━━━━━ Provided records

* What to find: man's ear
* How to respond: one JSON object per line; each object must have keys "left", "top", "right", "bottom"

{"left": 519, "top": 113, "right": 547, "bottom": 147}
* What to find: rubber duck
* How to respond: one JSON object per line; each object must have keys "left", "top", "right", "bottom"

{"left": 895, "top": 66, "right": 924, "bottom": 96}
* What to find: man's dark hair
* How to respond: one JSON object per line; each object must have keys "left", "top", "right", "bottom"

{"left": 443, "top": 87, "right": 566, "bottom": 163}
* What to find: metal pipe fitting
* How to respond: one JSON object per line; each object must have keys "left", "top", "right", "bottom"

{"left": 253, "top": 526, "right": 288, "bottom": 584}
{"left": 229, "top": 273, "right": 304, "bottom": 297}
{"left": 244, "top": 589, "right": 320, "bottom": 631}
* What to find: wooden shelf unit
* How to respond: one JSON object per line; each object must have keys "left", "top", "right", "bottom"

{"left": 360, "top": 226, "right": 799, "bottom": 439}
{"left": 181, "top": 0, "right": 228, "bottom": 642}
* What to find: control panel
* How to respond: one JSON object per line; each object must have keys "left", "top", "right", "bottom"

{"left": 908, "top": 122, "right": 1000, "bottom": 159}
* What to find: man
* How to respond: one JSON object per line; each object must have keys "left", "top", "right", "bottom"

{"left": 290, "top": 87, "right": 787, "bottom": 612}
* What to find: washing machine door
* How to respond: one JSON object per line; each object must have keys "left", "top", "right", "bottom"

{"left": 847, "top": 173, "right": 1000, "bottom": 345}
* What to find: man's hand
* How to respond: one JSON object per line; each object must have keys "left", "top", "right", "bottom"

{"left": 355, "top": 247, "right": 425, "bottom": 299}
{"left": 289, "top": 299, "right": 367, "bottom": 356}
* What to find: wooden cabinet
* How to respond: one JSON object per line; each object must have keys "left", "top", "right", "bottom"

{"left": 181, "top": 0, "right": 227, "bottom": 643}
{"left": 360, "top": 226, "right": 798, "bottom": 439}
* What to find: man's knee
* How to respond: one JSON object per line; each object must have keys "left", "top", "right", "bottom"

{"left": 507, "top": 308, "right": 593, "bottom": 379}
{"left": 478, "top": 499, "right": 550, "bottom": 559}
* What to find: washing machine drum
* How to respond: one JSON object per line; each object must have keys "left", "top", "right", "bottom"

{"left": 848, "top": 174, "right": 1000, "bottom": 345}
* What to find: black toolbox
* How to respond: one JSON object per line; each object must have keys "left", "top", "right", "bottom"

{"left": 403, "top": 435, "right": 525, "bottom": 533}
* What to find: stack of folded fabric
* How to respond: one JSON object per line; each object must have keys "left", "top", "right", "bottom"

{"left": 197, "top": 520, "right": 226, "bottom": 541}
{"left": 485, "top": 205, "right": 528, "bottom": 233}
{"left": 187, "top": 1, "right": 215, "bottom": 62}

━━━━━━━━━━

> _Problem description_
With the line that has "find: control panel" as the first and the line that has "find: wooden cabinet" as the last, repeat exactly that run of lines above and no more.

> _Finished exercise_
* What to find: control panel
* How to respond: one JSON object per line; each object must have keys "left", "top", "right", "bottom"

{"left": 908, "top": 122, "right": 1000, "bottom": 159}
* What to find: man
* How to respond: one JSON object per line; each object must have keys "left", "top", "right", "bottom"

{"left": 290, "top": 87, "right": 787, "bottom": 612}
* What to find: washing machine door
* How to respond: one JSON object per line; each object must have keys "left", "top", "right", "bottom"

{"left": 847, "top": 173, "right": 1000, "bottom": 345}
* What to find: man's hand
* How to respond: one JSON object per line; each object must have keys "left", "top", "right", "bottom"

{"left": 355, "top": 247, "right": 425, "bottom": 299}
{"left": 289, "top": 299, "right": 367, "bottom": 356}
* What to find: wooden cabinet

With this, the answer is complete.